- **Work to complete**:
Rewrite the lines below as a numbered list, skipping any blank lines and leaving out the pictures.

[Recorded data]
********

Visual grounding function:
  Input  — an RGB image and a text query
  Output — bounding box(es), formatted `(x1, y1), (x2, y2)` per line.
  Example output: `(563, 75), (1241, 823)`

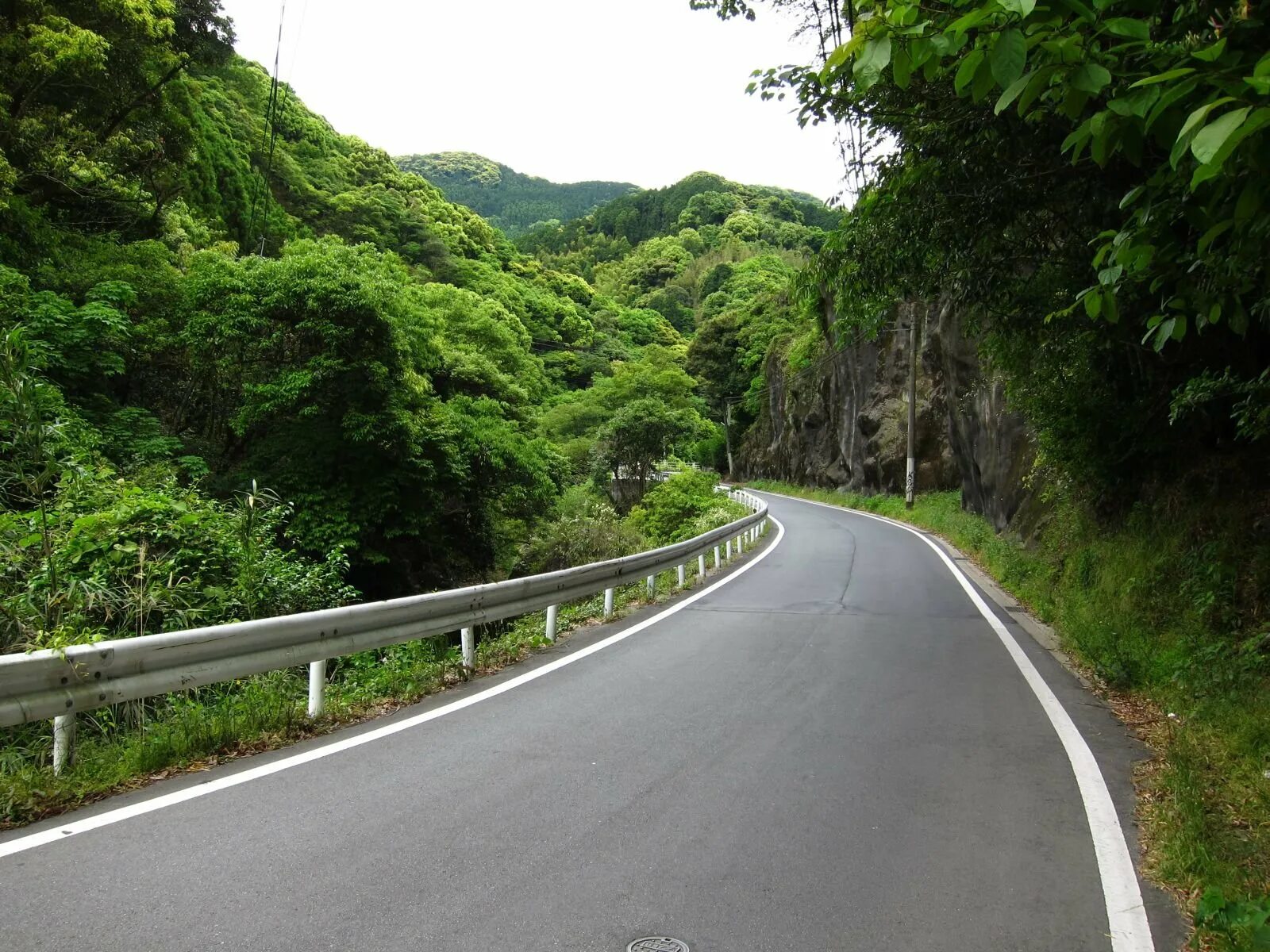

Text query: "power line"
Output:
(248, 0), (287, 255)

********

- **Result of the exercise**:
1. Visual grounding function:
2.   Input  — an RGB image and a text query
3.   Output — bounding box(es), formatted `(x1, y1), (x2, y2)` per line.
4.   Example output: `(563, 75), (1241, 823)`
5. Text query: "power line"
6. Output:
7. (248, 0), (287, 255)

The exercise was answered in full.